▶ [Task to carry out]
Turn every line in the rows below into a numbered list, skipping blank lines and leaving out the pictures.

(Image entries on named regions)
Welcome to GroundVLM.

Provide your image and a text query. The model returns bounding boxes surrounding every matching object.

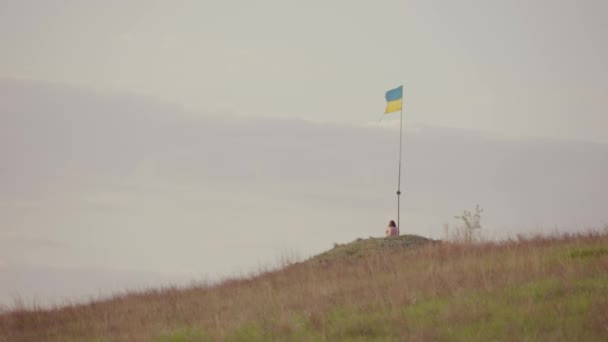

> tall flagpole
[397,97,403,235]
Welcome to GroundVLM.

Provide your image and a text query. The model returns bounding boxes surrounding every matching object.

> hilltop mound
[310,235,440,262]
[0,234,608,342]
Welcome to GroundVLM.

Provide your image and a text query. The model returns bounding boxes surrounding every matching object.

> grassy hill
[0,233,608,341]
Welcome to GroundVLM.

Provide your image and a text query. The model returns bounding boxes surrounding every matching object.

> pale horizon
[0,0,608,306]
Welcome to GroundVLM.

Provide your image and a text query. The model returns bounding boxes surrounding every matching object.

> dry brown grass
[0,233,608,341]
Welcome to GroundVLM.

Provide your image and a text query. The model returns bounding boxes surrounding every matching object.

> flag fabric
[384,86,403,114]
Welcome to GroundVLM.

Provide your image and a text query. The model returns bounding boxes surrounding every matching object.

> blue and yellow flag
[384,86,403,114]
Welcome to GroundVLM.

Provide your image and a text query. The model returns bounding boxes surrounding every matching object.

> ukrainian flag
[384,86,403,114]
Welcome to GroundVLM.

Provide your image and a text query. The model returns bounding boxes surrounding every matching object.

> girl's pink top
[386,227,398,236]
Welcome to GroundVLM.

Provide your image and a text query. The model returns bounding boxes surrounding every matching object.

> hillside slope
[0,234,608,341]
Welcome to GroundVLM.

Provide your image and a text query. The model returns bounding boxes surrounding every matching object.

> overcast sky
[0,0,608,304]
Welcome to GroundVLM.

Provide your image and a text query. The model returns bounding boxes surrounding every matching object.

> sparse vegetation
[0,233,608,342]
[451,204,483,243]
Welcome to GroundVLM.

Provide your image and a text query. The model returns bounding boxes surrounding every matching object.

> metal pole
[397,99,403,235]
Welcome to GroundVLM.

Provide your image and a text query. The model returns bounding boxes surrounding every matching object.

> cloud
[0,80,608,306]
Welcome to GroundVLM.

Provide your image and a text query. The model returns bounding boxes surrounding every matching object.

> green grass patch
[153,328,214,342]
[569,246,608,259]
[404,275,608,341]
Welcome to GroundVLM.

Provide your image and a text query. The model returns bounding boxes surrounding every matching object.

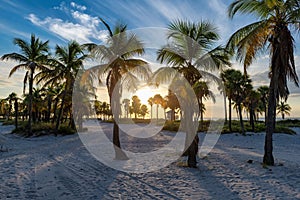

▶ [The result]
1. Welcome to GroundVLM.
2. Provide your image and a text query. The model returns bounding boxes surrounding every matching object.
3. > tall flagpole
4. [397,97,403,235]
5. Welcome to GroundVLM.
6. Provide your image and a text query. The model returns bounding boxes surrounding every matching object.
7. > hilltop mound
8. [310,235,440,262]
9. [0,234,608,342]
10. Welcome to GroundVLM.
11. Provide your image and a text query. The model returns bounding boxes surrounding every matching object.
12. > grassy hill
13. [0,233,608,341]
14. Welcome to GroundVLM.
15. Provide your image and a text query. The model returns bounding boxes surrounding every matching object.
16. > pale horizon
17. [0,0,608,306]
18. Welcome to GroundVLM.
19. Provide your image and a text query. The model returns bounding boxes surrounding every matching object.
20. > dry brown grass
21. [0,233,608,341]
22. Welcome to GroundVLM.
23. Provide your image and a text query. The model returns bounding boxes surrounding every matching object.
24. > flag fabric
25. [384,86,403,114]
26. Welcome to GroundVLM.
27. Provide your image and a text query. The model returns bounding boxes surrounding every matching object.
28. > blue and yellow flag
29. [384,86,403,114]
30. Welcome to GroundVLM.
31. Provide your image and a text query. The model returns bounding boxes surrounding every matching object.
32. > ukrainian flag
33. [384,86,403,114]
34. Welcome to GroundVLM.
35. Provide your image and a text query. The model returns bounding boxes surrounding every matching object.
36. > girl's pink top
37. [386,227,398,236]
38. Welcome to GroundVLM.
39. Provide your image and a text query. The model returns bounding boxes surrounding every matching object.
40. > hillside slope
41. [0,234,608,341]
42. Welcome to GroundVLM.
43. Provide your image and a text query. The model returns bounding boxes surrounding every matching object.
44. > overcast sky
45. [0,0,608,304]
46. Welcome to GroundVLM.
47. Provide your image and a text query. The model returns bounding boxes surrounding every matching object.
48. > sparse vegetation
49. [0,233,608,342]
50. [451,204,483,243]
51. Welcome to GroundVLM.
52. Provide your image and a text query. The model returns bounding boxes surrounding every matching object.
53. > metal pole
54. [397,99,403,235]
55. Welcome to GroundVLM.
56. Provide your image and a text query. The model returns bounding boxes surrounding every matching object.
57. > cloud
58. [0,80,608,306]
59. Welcome to GroundVLM.
60. Provide your image and a text query. The model returns bounding boxes surrounding every matching object.
61. > green grass patch
62. [153,328,214,342]
63. [569,246,608,259]
64. [404,275,608,341]
65. Welcome to GroundVLM.
66. Provide your image and a text query. The model returns bounding boxes surrounding every matching object.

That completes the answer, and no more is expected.